Jeudi 13 mars 2008 :
Parti la veille de Nantes, puis Paris, j’arrive à Rio de Janeiro dans la matinée. Juste le temps des formalités douanières et de retirer quelques Real et me voilà dans l’avion pour Belém.
A la sortie de l’aéroport je rencontre Martial, qui rejoignait également le RIDS (Rallye des Iles Du Soleil). Nous prenons le taxi ensemble jusqu’à l’hôtel Beira Rio, l’escale du rallye à Belem. Ce trajet me donne déjà un bref aperçu de la pauvreté générale de la ville. L’hôtel, étrangement , se situe dans un quartier assez pauvre au bord du Parà, un bras de l’Amazone. J’y retrouve mes parents ( Alain et Catherine) et je prend mes quartiers sur le Pulsion (un Dufour 44). Les 33 bateaux du rallye sont mouillés devant l’hôtel et il faut prendre l’annexe pour les rejoindre.
Je consacre le reste de la journée à récupérer de ces 24 heures de voyage (Caipirinhas, connection internet, piscine et resto).
Vendredi 14 mars : Aujourd’hui, nous partons tous les trois explorer Belém. Nous prenons le bus en direction du centre ville pour visiter le théâtre La Paz datant de l’âge d’or de Belém ( c'est-à-dire la période de l’exploitation du caoutchouc). Juste avant d’entrer, nous sommes accostés par un groupe de collègiennes pour une sorte de sondage pour leurs études, mais je les suspecte d’avoir surtout été intriguées par ma grande taille. Il est vrai que dans cette région, la population est en majorité d’origine amérindienne et d’assez petite taille.
Le théâtre quant à lui est très joli, avec sa marqueterie sophistiquée.

Consigne donnée 1: Relevez toutes les lignes des enregistrements où figure le mot « fixture ».
Ces enregistrements n'ont aucun lien avec le récit de voyage à Belém.

Entrées d'un jeu de données de pointage:
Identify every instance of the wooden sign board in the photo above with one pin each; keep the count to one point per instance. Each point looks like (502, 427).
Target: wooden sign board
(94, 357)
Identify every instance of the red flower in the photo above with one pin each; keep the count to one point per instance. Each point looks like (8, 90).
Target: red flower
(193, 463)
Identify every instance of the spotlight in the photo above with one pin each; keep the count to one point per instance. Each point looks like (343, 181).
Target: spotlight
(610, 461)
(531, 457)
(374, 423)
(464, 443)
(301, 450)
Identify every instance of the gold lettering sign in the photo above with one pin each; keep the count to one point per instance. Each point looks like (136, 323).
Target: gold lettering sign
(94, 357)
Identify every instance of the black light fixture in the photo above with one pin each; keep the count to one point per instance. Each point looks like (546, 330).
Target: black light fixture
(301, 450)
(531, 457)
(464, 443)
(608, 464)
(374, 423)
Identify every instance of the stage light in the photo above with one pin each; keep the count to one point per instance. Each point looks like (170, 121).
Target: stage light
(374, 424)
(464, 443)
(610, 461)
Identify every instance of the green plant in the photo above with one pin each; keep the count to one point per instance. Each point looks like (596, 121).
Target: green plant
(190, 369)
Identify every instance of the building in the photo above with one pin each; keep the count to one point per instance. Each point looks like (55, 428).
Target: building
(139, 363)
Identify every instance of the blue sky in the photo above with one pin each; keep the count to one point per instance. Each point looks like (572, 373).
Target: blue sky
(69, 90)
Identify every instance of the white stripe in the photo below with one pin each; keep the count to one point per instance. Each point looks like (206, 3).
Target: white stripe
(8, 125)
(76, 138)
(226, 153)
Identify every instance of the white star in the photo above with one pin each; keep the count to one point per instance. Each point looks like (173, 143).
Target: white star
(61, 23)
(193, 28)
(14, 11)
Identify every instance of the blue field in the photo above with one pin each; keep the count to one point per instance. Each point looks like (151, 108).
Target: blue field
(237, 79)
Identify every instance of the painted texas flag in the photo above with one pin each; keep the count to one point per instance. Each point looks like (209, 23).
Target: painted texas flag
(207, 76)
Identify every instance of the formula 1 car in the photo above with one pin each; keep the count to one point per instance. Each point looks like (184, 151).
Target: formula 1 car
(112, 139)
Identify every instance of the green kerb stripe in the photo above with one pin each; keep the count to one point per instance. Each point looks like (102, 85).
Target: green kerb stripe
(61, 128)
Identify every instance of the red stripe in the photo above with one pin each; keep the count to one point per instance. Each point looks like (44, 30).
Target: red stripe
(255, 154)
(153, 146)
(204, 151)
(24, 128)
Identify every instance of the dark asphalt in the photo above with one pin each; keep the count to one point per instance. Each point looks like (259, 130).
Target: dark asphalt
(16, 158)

--

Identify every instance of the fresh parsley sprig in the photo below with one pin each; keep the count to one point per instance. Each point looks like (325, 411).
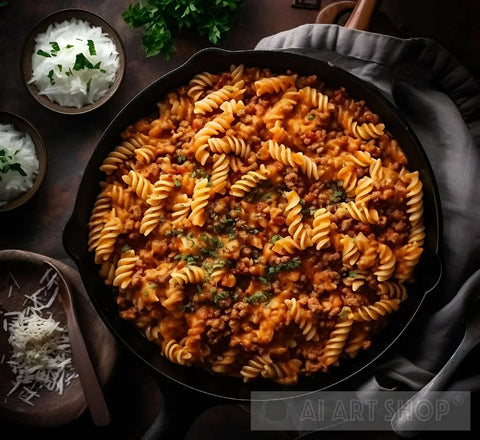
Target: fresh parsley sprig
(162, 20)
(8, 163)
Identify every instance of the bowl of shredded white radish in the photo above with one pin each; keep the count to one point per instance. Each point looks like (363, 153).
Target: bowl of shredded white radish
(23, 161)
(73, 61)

...

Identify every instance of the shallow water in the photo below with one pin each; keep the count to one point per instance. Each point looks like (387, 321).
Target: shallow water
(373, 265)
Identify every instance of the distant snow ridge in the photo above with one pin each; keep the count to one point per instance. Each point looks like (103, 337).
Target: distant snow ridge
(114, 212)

Consigne donnée 2: Rédigez la suite du récit de voyage à Belém en partant de sa dernière phrase.

Résultat final 1:
Identify every instance of the black light fixture in the photo above with one pin each; keep the count to one point per instance. Each point looks like (546, 330).
Target: black light fixture

Résultat final 2:
Nous nous rendons ensuite vers le marché « Mercado vero o peso », sur le port. On y trouve du poisson, des fruits ( maracuja et mangustan que j’apprécie particulièrement) et de la viande. Une viande qui traîne à l’air libre à 30 degrés et que les badauds tâtent à mains nue. Je comprend mieux d’où provient cette vague odeur de chair pourrie qui flotte sur un peu toute la ville. Sur le marché, nous trouvons également des petites échoppes où l’on mange du poisson accompagné d’açaì , un fruit très consistant qui se mange en bouillie ou en sorbet et qui pousse en forêt . C’est le plat traditionnel des indiens et la spécialité culinaire de la région.
Mais pour des raisons d’hygiène nous préfèrerons la galerie marchande moderne installée dans un hangar rénové où l’on trouve un restaurant « au poids ». C'est-à-dire que l’on paye au poids de l’assiette. Cette formule permet de découvrir de nombreux plats locaux délicieux.

La journée se poursuit en marchant à travers la vieille ville. Son architecture typique n’est pas vraiment mise en valeur et le quartier tombe un peu en ruine. Partout dans la ville de Belém, les gens s’activent dans tous les sens, roulent comme des fous aux volants de voitures flambant neuves qui détonent avec la misère apparente.
Nous finissons par trouver un petit parc zoologique avec plusieurs espèces d’oiseaux (dont les ibis rouge) et de papillons. Enfin un peu de nature et de calme !
Retour en taxi à l’hôtel via des sortes de favelas. Les gens y vivent très misérablement.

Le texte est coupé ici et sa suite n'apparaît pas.